**TASK DIRECTIONS:**
Search the entries for the word "pointer". Copy each line in which it is found.

**DATA UNDER STUDY:**
● ● ● ●
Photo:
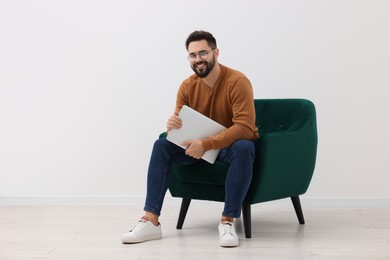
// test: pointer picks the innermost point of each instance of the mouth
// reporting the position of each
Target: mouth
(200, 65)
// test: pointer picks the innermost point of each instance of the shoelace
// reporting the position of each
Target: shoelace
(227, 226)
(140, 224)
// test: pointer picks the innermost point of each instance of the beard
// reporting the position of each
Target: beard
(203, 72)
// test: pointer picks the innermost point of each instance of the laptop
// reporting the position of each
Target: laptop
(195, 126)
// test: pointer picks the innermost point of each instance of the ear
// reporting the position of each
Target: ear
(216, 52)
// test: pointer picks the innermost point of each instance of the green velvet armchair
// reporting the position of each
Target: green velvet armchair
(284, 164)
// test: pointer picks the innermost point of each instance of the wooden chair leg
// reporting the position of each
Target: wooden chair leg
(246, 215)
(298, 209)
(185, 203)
● ● ● ●
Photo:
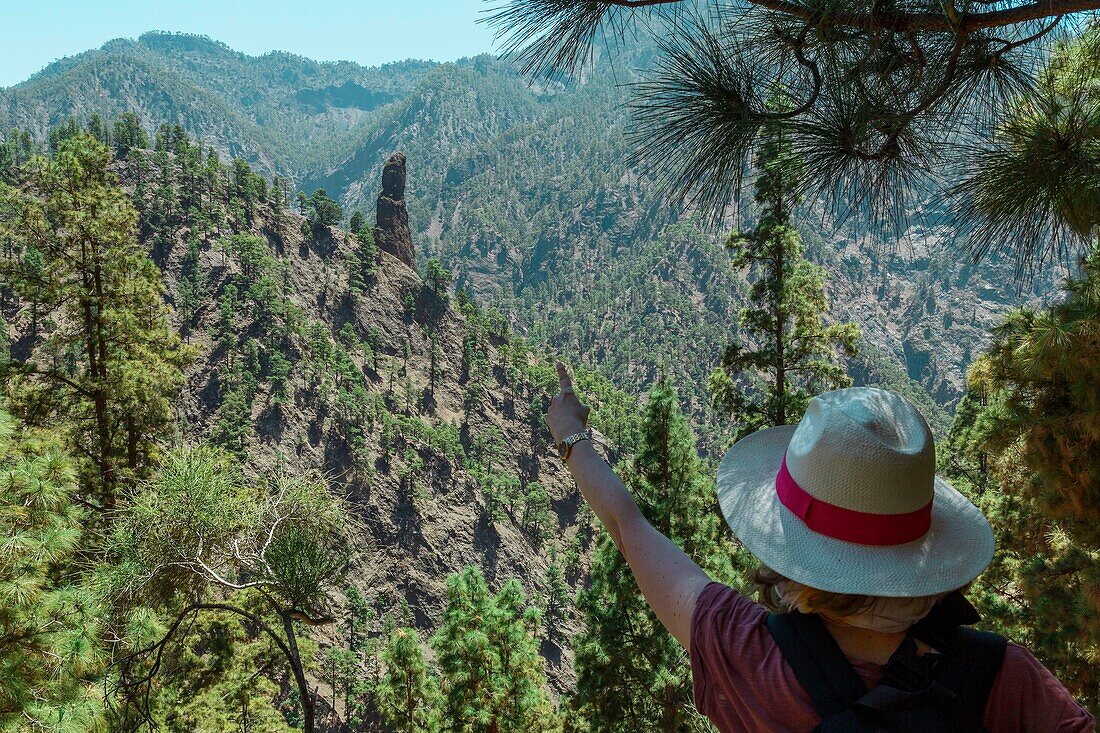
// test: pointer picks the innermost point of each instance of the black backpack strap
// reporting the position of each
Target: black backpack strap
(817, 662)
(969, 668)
● ● ● ●
**RESULT BELOW:**
// test: pointer picks the innermost point of each instance of the mouth
// test: pointer picks the innermost point of each instance of the shoelace
// test: pointer picks the innermost point of each instance of the beard
// test: pointer picks the innermost point of each instance of the laptop
// test: pointer picks the innermost point of each instance of the ear
// test: pointer picks the innermost point of each instance of the green velvet armchair
// test: pointer picks the innermost point of each instance of the wooden chair leg
// test: pointer picks the innermost point of each instance of the black backpack strap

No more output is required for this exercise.